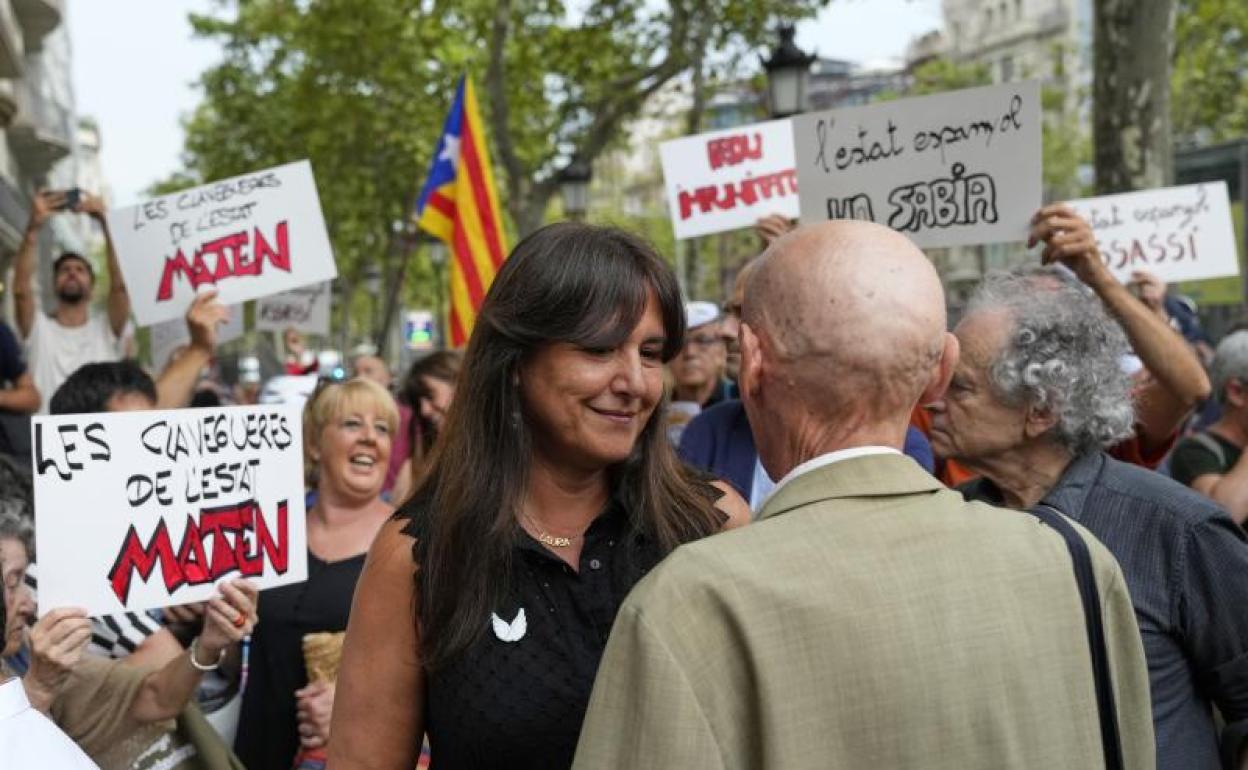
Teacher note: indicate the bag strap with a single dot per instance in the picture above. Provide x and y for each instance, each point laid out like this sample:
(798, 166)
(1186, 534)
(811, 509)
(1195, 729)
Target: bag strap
------------
● **REQUIRED WORK**
Please copy the lines above word for word, leaving out the picture.

● **OUTPUT OF THE TASK**
Teacher note: indicate the bag strap with a single dot per instance in the picture above. Provide x and y for each instance, each point laid out like this sample:
(798, 166)
(1186, 534)
(811, 509)
(1195, 729)
Target: bag strap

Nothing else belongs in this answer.